Object position labeling entries:
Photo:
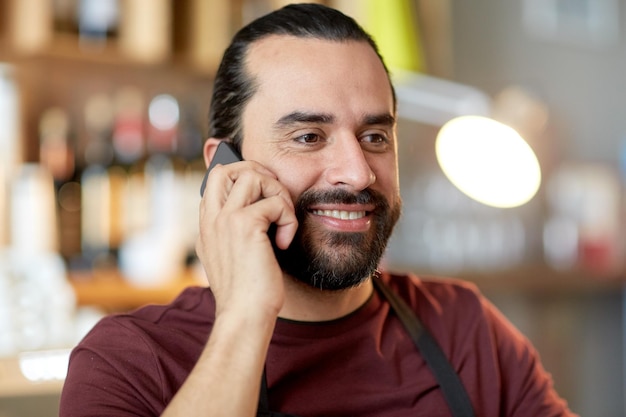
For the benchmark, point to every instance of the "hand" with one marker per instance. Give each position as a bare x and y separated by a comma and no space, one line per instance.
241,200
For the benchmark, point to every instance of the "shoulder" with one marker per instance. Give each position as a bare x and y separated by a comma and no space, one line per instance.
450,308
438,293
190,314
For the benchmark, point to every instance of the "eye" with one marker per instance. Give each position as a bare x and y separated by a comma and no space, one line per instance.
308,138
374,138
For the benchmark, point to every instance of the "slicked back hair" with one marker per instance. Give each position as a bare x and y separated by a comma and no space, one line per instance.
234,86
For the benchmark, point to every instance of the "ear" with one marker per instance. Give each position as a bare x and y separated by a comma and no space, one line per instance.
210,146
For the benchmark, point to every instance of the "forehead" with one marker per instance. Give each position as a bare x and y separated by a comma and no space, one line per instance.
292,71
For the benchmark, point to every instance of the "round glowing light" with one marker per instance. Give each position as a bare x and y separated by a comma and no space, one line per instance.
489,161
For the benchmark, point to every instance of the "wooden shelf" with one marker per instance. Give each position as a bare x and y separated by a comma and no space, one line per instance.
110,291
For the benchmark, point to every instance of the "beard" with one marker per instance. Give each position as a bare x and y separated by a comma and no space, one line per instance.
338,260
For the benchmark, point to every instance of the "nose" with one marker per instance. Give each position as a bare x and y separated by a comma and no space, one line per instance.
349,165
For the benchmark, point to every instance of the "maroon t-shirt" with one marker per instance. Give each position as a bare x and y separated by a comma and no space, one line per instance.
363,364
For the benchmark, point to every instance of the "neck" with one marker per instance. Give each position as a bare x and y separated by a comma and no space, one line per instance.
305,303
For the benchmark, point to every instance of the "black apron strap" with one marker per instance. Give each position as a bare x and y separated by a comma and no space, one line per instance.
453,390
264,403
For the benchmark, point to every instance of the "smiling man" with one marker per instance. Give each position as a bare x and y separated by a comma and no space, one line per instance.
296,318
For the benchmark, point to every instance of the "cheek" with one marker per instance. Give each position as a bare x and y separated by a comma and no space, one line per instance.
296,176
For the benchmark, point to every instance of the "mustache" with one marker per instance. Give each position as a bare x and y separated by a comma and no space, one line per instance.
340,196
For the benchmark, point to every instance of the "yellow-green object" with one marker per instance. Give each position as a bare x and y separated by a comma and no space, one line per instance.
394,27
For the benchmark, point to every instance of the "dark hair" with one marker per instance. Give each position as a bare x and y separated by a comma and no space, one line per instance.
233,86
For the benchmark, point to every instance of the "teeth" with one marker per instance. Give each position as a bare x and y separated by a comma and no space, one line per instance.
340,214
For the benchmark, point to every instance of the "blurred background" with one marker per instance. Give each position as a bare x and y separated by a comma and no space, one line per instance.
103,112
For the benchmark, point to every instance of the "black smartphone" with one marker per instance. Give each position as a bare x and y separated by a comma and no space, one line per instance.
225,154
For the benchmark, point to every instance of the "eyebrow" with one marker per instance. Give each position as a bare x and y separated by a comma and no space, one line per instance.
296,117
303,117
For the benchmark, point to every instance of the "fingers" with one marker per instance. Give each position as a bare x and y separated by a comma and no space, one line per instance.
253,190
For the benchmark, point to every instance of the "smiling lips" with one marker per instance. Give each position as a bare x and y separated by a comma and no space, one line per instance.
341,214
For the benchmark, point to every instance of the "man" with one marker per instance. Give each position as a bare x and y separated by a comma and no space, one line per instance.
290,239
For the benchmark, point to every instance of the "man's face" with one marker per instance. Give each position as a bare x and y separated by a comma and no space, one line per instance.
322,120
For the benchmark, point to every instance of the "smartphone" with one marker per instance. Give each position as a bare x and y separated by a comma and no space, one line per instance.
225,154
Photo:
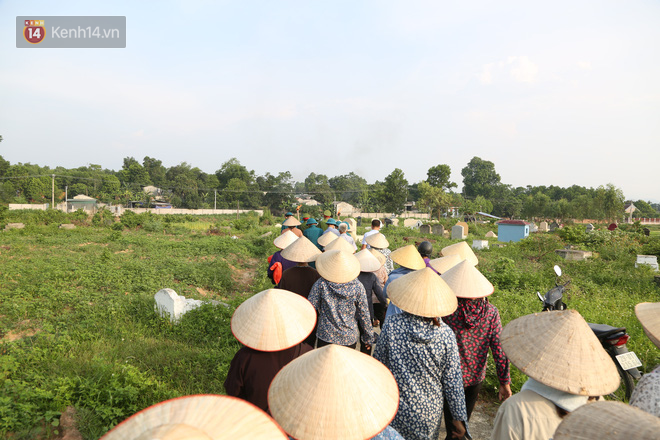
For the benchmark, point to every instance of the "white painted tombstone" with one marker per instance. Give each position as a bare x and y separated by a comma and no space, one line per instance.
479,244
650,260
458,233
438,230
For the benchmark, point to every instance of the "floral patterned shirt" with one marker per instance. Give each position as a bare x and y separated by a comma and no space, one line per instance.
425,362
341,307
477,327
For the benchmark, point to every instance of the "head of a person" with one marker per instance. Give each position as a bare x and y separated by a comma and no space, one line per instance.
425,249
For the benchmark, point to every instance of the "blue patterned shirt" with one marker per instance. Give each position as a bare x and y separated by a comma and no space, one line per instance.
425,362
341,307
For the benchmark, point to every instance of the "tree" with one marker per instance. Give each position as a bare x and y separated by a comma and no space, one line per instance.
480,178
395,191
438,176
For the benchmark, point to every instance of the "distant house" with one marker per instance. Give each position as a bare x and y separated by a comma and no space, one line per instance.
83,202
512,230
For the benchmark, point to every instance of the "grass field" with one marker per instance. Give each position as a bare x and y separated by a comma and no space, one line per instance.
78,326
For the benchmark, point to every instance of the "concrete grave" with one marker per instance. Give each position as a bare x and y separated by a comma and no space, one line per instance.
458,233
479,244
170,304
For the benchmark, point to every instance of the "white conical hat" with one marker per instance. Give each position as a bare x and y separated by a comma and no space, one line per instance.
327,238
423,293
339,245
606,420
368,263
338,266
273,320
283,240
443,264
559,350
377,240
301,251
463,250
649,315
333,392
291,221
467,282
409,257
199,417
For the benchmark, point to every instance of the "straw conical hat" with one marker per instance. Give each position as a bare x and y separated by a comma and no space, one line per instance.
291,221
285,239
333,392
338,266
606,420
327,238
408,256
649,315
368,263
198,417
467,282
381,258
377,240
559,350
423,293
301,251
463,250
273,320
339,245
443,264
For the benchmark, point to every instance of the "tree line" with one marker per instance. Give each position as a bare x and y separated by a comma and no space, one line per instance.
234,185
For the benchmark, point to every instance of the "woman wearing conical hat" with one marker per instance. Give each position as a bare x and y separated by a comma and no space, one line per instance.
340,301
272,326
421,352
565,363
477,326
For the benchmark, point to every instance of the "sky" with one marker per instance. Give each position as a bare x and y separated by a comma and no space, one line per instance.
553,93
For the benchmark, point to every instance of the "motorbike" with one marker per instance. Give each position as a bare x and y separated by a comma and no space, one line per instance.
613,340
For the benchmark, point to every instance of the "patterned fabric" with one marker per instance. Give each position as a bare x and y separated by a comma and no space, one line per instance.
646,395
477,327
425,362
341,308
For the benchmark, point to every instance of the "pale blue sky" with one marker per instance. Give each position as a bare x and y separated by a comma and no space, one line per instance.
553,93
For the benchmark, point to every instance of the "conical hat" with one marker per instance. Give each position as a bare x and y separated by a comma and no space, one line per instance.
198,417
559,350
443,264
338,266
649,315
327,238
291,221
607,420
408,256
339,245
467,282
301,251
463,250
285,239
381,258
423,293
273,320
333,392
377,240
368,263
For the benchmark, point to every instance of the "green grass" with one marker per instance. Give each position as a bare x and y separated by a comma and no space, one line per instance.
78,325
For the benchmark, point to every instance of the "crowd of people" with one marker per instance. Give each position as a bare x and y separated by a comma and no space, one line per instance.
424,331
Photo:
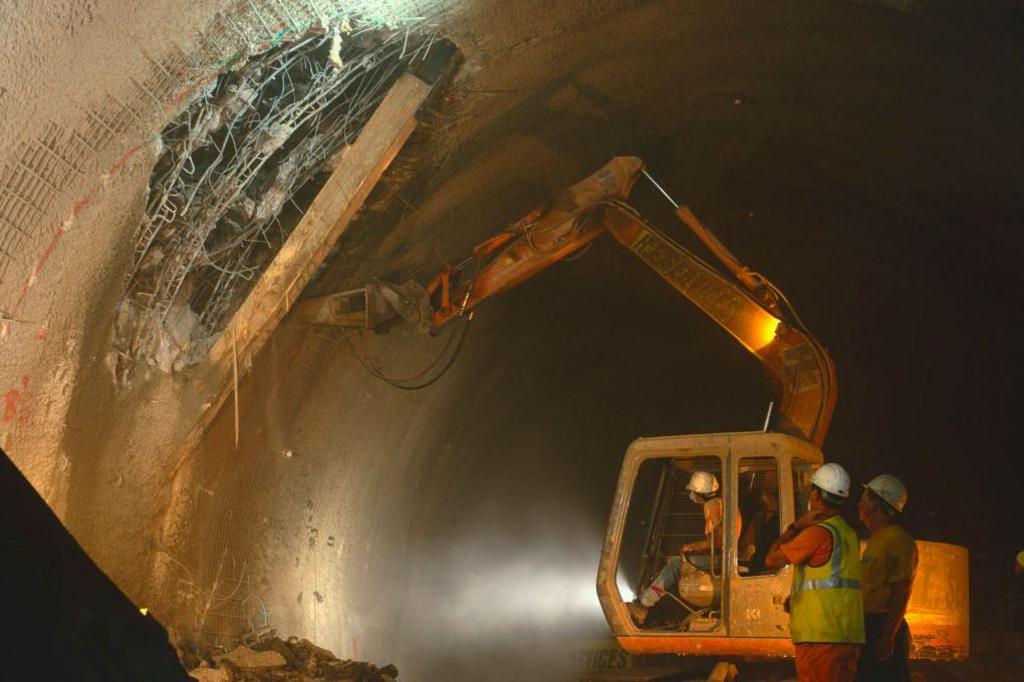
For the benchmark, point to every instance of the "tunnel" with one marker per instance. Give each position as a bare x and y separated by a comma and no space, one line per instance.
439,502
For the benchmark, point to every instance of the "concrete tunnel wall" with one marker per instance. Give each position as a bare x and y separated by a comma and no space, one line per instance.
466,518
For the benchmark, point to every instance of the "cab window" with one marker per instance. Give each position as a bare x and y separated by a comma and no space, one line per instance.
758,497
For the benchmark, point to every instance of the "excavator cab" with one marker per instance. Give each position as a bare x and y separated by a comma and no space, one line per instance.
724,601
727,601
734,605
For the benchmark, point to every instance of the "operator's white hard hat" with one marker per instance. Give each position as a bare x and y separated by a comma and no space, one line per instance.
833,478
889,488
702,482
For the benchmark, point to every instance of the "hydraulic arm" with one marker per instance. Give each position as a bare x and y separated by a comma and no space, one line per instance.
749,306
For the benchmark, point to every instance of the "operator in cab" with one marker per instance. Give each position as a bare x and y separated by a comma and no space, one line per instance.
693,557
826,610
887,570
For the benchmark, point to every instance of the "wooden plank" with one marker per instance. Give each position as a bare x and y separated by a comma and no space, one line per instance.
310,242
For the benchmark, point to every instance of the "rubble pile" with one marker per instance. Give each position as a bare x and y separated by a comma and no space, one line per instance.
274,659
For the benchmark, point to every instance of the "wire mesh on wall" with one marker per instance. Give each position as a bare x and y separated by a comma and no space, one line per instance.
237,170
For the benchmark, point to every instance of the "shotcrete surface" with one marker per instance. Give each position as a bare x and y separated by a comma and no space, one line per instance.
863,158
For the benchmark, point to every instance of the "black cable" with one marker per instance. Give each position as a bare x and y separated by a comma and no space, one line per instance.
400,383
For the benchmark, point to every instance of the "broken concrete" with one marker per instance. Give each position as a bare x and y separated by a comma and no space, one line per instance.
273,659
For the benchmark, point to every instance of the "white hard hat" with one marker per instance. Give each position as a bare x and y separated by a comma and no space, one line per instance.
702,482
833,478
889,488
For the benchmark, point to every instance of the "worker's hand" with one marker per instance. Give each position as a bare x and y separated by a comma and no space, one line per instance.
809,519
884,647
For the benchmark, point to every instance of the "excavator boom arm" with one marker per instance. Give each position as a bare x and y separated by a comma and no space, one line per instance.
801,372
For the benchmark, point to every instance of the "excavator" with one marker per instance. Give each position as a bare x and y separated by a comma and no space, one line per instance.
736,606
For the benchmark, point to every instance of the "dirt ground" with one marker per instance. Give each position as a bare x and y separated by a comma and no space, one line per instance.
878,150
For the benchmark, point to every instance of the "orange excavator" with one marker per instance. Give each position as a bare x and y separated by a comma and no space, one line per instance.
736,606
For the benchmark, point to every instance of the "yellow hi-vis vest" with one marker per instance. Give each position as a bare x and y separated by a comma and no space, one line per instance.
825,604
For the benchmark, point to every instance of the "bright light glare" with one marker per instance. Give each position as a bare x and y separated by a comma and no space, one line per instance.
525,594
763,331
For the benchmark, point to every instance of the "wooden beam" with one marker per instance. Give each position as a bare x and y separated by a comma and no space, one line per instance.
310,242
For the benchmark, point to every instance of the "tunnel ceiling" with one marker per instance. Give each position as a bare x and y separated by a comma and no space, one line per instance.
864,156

PROBLEM REQUIREMENTS:
Gather every line above that contains the string "yellow". Case matters.

EXERCISE ANSWER:
For the benchmark, point to every instance of the "yellow-green object" with one marker per instance. Give each position as a bare x and y separated by a comma and no space, one line per instance.
For the benchmark, point to every instance of the "yellow hi-vis vest" with one marker per instance. Give each position as a bare x and y separated by a comma and no space, one line per instance.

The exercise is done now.